• **WHAT IS BEING ASKED**
Repeat every line of the material, character for character.

• **Labeled-object pointing entries**
# # # #
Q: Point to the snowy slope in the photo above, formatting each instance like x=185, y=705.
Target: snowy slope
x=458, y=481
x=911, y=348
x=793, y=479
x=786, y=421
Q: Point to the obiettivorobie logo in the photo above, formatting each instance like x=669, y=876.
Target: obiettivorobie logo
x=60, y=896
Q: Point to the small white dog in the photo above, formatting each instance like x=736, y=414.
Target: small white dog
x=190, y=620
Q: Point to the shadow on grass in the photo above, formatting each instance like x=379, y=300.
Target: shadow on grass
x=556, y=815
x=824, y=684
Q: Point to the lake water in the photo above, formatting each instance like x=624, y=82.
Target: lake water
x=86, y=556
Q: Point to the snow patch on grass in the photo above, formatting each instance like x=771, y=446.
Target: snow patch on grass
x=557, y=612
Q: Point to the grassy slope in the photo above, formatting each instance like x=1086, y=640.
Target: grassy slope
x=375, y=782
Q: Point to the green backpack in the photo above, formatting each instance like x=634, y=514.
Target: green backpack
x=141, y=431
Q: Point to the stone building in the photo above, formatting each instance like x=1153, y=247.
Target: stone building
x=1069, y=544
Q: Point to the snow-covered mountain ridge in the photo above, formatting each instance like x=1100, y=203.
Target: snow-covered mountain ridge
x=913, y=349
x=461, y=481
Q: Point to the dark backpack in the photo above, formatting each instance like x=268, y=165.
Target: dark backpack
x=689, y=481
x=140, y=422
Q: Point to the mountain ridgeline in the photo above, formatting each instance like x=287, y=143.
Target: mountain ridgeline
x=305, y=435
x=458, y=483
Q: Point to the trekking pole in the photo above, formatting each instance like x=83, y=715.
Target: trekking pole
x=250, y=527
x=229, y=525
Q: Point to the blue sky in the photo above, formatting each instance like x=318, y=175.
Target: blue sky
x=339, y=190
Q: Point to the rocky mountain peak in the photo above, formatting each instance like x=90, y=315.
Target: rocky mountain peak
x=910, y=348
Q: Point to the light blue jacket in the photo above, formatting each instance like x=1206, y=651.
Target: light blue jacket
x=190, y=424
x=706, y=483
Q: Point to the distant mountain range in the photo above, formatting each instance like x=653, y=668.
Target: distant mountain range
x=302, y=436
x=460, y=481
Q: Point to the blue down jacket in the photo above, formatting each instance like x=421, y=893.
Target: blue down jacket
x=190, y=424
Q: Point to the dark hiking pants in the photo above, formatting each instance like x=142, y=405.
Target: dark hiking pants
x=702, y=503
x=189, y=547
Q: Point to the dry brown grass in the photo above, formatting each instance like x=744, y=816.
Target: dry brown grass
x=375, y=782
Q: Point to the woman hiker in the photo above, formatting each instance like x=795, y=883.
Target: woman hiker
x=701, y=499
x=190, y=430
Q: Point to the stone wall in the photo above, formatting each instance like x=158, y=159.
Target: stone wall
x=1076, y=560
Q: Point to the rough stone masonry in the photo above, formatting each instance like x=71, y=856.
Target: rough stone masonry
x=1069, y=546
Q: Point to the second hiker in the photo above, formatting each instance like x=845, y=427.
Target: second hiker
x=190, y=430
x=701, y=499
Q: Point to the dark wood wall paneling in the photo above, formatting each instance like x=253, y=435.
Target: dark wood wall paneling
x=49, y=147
# # # #
• **TASK OUTPUT**
Q: Point to the snowy slope in the photo above, formatting each instance like x=185, y=705.
Target: snowy slope
x=458, y=481
x=911, y=348
x=793, y=479
x=786, y=421
Q: Point to the obiettivorobie logo in the photo above, formatting each instance like x=669, y=876.
Target: obiettivorobie logo
x=60, y=896
Q: Point to the small white dog in the photo above, formatting each instance like x=736, y=414.
Target: small white dog
x=190, y=620
Q: Point to the shadow on grass in the photo above, formatting each instance like x=379, y=300.
Target: shadow on grass
x=556, y=815
x=824, y=684
Q: Point to the lake water in the photo above, formatting each instance like x=624, y=82.
Target: lake water
x=86, y=556
Q: Point to the snow patch on grass in the photo above, formatting each instance like x=771, y=446.
Target: snow patch on grass
x=557, y=612
Q: Point to the grassy slope in the photo above, formatting each instance like x=1086, y=640.
Target: grassy slope
x=375, y=782
Q: Point to the green backpack in the photo above, formatting each instance like x=634, y=514.
Target: green backpack
x=141, y=431
Q: Point to the stone building in the photo above, formatting each instance like x=1153, y=247.
Target: stone building
x=1069, y=544
Q: Point to the snow-covered mountain ridge in the photo above, formatting each instance like x=1100, y=203.
Target: snow-covered mountain ridge
x=913, y=349
x=461, y=481
Q: Point to the dark backpack in the photo above, formatting each instance like x=268, y=165.
Target: dark backpack
x=689, y=481
x=140, y=422
Q: Point to the mountain ridgeline in the photo above, formatting each instance like x=287, y=143.
Target: mountain ridgeline
x=305, y=435
x=458, y=483
Q: Point to the trekking pole in the photo above, formatting each instance like x=83, y=715.
Target: trekking pole
x=250, y=527
x=229, y=525
Q: Point to the blue sky in the photo above, formatting each instance like x=318, y=175.
Target: blue sky
x=339, y=190
Q: Point to the rocky mountain peak in the photo above, formatting each instance like x=90, y=315.
Target: rocky mountain peak
x=910, y=348
Q: Point to the light blue jacket in the photo above, formatting each instance like x=1206, y=651.
Target: light blue jacket
x=190, y=424
x=706, y=483
Q: Point to the distant mountain range in the photo above, formatting each instance like x=653, y=668.
Target: distant mountain range
x=302, y=436
x=460, y=481
Q: Point to the blue down jacket in the photo above, formatting each instance like x=421, y=893.
Target: blue down jacket
x=190, y=424
Q: Point to the dark hiking pants in the photo above, formatting each instance like x=142, y=405.
Target: dark hiking pants
x=702, y=503
x=189, y=547
Q: Point to the dry brown grass in the photo above, formatting each instance like x=744, y=816.
Target: dry brown grass
x=375, y=782
Q: Point to the woman hiker in the photo above, formatting each instance like x=795, y=883.
Target: woman hiker
x=701, y=499
x=190, y=430
Q: Point to the stone wall in the photo above, formatting each instance like x=158, y=159.
Target: stone wall
x=1076, y=560
Q: Point to the rough stone masonry in the photo above, formatting each instance like x=71, y=856.
Target: rough stone masonry
x=1069, y=546
Q: Point to the second hiker in the photo above, formatting each instance like x=845, y=427.
Target: second hiker
x=190, y=430
x=701, y=499
Q: Point to the dark wood wall paneling in the photo above, formatting each instance like x=253, y=435.
Target: dark wood wall paneling
x=49, y=147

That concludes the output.